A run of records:
↓

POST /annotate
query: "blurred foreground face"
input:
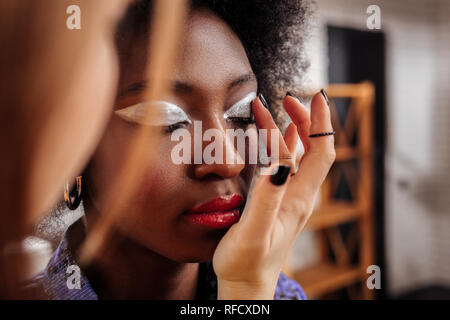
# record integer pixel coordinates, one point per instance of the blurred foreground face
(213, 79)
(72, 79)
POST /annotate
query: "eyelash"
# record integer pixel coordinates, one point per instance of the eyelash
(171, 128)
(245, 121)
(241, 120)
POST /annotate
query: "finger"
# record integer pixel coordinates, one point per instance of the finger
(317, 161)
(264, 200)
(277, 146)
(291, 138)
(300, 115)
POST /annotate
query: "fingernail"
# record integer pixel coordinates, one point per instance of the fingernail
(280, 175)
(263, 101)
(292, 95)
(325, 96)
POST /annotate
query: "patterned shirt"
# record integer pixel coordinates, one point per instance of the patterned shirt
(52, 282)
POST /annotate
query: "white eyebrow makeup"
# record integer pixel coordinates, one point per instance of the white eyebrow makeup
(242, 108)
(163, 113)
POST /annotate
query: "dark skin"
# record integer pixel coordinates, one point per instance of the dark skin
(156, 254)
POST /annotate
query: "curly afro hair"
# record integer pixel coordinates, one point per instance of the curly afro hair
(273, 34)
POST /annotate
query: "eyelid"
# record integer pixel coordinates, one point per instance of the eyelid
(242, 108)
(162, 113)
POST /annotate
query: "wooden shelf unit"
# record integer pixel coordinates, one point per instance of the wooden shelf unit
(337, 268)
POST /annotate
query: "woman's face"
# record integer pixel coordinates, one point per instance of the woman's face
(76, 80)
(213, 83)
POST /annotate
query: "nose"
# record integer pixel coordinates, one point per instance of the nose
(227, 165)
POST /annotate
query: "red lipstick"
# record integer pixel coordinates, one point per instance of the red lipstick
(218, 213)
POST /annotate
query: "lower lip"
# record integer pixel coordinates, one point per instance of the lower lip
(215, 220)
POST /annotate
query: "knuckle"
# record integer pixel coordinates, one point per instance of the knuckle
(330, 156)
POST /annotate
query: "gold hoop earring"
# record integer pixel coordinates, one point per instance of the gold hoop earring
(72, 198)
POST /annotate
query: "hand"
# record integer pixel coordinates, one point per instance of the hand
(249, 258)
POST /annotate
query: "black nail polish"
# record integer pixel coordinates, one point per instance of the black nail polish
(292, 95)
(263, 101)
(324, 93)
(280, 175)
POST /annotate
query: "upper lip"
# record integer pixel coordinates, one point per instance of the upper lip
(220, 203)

↑
↓

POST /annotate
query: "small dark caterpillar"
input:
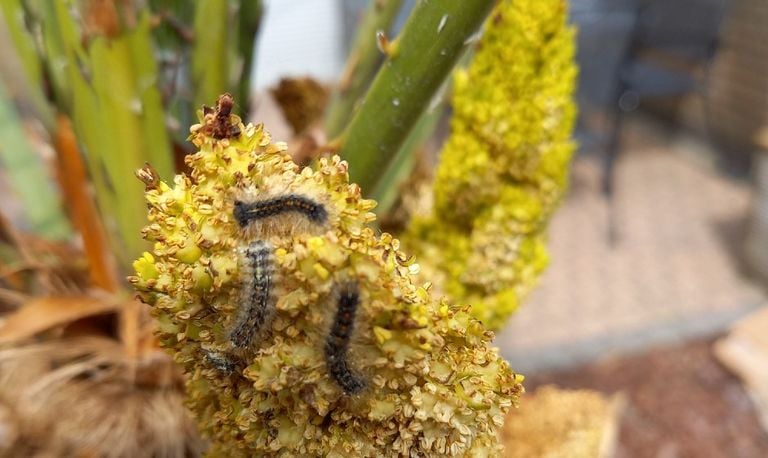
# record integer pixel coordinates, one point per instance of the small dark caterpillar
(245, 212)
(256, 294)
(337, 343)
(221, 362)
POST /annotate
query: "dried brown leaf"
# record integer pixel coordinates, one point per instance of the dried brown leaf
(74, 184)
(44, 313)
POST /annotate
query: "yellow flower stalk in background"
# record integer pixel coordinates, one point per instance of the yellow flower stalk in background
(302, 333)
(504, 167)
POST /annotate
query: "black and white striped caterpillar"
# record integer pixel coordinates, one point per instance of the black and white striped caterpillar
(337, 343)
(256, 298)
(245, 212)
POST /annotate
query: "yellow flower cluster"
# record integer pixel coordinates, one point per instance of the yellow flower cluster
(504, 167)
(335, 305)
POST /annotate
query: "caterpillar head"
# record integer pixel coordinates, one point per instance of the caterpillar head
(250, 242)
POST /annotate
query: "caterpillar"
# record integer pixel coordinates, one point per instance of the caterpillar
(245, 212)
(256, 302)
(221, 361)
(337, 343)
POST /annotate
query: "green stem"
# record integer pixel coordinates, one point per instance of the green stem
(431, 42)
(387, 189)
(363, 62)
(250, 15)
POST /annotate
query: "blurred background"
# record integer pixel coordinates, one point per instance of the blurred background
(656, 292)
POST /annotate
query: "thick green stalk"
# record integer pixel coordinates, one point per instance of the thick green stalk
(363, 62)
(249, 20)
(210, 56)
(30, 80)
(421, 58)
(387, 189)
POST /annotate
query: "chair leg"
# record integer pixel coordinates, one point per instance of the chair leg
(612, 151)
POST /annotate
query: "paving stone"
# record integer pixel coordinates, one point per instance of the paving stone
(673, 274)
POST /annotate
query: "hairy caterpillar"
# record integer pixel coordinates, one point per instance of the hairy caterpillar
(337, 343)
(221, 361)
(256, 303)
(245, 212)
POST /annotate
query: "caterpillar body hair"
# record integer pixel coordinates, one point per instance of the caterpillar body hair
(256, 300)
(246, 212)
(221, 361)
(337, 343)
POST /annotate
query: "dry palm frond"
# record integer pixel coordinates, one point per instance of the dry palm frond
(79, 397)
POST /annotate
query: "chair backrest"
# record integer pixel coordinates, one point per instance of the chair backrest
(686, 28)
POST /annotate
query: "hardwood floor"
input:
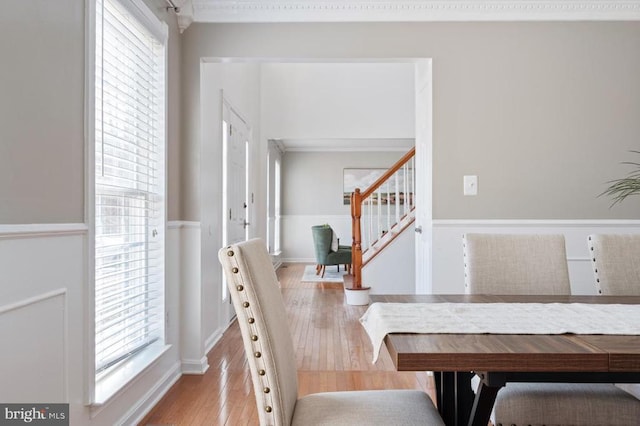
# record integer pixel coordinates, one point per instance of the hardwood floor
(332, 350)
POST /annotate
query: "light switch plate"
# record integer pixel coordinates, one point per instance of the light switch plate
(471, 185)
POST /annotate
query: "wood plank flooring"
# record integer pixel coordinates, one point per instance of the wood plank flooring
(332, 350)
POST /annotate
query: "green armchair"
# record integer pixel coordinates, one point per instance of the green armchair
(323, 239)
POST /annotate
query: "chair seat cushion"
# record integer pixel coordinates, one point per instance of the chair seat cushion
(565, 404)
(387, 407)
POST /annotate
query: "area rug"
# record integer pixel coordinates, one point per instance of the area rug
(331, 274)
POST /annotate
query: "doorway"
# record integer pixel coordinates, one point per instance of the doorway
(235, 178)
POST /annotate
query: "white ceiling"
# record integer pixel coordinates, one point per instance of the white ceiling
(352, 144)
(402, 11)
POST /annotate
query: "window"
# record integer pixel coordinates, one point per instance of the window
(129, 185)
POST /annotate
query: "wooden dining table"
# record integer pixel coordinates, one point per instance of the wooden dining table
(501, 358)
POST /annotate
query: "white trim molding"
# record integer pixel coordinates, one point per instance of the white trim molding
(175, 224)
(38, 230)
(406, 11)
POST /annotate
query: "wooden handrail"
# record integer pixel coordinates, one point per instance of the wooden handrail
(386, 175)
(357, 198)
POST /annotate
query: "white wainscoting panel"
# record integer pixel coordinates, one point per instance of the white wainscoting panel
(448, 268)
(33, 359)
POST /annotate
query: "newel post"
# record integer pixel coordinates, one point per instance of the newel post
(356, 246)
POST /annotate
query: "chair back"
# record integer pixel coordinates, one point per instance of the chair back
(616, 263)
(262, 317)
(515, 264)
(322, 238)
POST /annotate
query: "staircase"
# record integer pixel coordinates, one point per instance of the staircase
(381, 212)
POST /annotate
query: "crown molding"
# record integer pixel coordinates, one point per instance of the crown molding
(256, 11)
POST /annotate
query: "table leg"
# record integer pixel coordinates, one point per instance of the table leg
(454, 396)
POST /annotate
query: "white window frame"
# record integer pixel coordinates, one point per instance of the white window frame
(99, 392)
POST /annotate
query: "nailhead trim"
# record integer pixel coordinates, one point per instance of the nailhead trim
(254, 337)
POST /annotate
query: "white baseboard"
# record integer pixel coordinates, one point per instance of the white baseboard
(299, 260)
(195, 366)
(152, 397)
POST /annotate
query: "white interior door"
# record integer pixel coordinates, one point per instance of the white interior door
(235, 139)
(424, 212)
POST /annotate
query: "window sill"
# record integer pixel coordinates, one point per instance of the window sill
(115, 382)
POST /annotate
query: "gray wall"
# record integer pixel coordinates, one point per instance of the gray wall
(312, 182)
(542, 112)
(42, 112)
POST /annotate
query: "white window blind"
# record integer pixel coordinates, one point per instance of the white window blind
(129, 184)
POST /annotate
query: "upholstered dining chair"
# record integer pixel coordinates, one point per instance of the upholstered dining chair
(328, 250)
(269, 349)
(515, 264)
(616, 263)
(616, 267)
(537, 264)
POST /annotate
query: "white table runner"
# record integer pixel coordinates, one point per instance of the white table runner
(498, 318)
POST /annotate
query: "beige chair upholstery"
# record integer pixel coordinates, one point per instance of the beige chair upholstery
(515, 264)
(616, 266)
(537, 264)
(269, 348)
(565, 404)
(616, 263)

↑
↓

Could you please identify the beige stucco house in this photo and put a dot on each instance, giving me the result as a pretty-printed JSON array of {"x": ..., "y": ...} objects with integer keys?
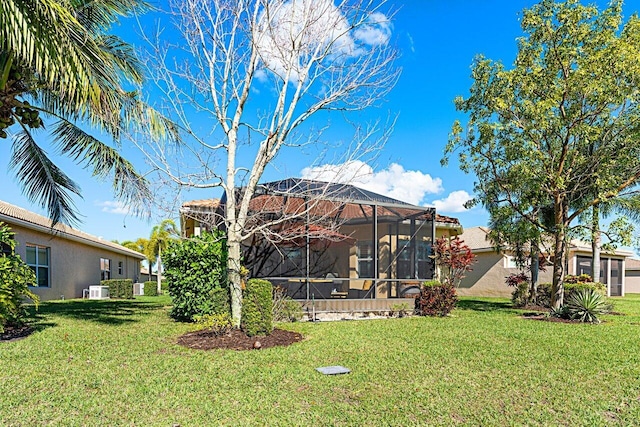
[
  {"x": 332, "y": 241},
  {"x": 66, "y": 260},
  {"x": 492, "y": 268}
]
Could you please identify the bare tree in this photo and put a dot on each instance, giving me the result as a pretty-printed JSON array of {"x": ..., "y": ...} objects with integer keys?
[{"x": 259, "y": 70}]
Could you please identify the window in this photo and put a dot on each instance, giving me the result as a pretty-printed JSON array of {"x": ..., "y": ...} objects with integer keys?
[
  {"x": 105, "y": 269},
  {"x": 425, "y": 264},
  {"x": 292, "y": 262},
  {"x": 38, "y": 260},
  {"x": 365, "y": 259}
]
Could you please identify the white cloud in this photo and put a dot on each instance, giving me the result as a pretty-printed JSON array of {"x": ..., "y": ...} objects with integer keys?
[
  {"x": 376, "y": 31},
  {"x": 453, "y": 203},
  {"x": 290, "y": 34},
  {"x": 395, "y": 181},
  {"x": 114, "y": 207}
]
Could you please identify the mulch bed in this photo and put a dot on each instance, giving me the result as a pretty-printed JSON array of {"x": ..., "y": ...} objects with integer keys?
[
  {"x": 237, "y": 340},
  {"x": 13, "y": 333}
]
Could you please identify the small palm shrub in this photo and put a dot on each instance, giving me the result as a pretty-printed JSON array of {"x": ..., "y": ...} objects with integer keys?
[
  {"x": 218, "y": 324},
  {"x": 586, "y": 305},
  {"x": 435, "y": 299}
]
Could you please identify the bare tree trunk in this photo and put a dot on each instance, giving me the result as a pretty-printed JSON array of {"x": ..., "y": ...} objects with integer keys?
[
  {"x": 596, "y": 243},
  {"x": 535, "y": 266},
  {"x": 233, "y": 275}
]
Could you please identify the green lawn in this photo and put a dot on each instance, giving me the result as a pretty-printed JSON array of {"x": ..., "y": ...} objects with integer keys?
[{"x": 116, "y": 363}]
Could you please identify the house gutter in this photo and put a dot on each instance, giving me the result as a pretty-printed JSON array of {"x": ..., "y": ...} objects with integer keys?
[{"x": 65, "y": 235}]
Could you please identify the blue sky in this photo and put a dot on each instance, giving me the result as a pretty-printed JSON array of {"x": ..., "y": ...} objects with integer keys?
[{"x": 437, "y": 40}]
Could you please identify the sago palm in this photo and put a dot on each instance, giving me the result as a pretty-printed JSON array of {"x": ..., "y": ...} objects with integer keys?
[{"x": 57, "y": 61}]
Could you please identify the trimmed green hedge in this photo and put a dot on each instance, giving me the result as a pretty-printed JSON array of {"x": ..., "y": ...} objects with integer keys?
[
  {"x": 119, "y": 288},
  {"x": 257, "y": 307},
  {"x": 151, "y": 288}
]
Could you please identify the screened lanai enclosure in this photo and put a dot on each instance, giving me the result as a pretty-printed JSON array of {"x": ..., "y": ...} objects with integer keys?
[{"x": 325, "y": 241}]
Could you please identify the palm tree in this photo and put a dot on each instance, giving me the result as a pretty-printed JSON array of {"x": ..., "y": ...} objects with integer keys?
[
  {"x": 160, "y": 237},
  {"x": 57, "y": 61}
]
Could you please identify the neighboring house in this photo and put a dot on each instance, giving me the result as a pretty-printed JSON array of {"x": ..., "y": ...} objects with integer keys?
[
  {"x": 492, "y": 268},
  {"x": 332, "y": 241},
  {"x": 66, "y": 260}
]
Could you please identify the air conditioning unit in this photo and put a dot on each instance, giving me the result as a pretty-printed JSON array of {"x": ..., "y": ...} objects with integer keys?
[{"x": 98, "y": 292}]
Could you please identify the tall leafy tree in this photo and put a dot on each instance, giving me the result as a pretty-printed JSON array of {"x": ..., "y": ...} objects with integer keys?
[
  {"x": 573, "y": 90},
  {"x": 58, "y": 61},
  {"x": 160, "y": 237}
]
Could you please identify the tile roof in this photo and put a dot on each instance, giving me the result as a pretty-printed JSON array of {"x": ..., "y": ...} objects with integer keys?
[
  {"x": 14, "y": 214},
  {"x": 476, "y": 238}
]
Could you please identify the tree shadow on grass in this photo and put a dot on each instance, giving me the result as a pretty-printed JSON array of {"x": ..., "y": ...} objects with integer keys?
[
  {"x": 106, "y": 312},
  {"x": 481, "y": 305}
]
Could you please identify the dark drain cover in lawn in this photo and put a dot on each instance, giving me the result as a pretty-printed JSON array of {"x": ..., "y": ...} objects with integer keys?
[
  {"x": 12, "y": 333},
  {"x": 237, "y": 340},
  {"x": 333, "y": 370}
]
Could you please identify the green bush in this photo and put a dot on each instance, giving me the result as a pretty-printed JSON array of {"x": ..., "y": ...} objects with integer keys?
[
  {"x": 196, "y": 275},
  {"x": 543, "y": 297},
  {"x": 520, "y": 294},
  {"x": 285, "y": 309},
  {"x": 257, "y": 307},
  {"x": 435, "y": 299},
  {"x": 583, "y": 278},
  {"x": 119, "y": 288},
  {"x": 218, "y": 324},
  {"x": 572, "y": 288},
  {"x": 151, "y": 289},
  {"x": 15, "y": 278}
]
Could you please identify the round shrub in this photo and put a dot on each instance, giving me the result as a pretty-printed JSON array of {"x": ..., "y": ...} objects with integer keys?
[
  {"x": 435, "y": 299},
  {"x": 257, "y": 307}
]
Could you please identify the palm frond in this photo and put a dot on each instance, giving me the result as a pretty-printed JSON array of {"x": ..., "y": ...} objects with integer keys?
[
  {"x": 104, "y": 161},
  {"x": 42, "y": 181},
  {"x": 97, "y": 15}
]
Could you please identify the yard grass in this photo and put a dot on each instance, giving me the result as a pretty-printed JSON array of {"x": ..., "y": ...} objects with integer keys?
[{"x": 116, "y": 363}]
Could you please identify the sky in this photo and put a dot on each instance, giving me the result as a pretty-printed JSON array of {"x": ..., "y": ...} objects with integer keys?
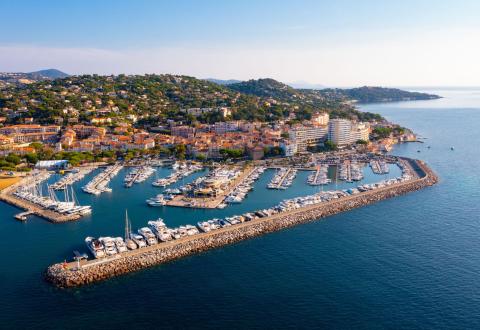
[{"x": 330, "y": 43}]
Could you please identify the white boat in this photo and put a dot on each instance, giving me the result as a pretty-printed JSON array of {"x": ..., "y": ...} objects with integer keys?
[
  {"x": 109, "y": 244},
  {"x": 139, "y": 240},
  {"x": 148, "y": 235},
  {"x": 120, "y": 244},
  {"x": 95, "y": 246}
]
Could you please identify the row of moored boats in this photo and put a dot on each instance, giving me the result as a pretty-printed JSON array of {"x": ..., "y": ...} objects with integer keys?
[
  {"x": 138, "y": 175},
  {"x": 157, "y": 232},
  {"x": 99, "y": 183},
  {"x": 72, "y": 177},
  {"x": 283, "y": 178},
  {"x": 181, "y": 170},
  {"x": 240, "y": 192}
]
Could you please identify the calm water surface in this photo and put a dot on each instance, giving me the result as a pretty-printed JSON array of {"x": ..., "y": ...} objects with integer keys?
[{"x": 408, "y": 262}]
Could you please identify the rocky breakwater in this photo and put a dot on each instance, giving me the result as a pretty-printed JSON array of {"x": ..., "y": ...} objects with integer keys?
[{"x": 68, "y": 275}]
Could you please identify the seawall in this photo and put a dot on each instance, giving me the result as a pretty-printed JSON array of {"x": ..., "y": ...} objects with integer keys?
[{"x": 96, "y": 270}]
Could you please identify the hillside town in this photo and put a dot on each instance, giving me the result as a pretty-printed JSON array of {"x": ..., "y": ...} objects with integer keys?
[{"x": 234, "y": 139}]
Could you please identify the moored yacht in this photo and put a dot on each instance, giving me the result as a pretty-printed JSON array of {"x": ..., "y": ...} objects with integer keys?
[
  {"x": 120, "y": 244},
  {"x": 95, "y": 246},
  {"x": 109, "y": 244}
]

↑

Extract every line of the material above that contains the string "dried", treating uppercase and lowercase letters as distinct.

*Reply to the task:*
query: "dried brown leaf"
# record integer pixel coordinates, one point per instance of the dried brown leaf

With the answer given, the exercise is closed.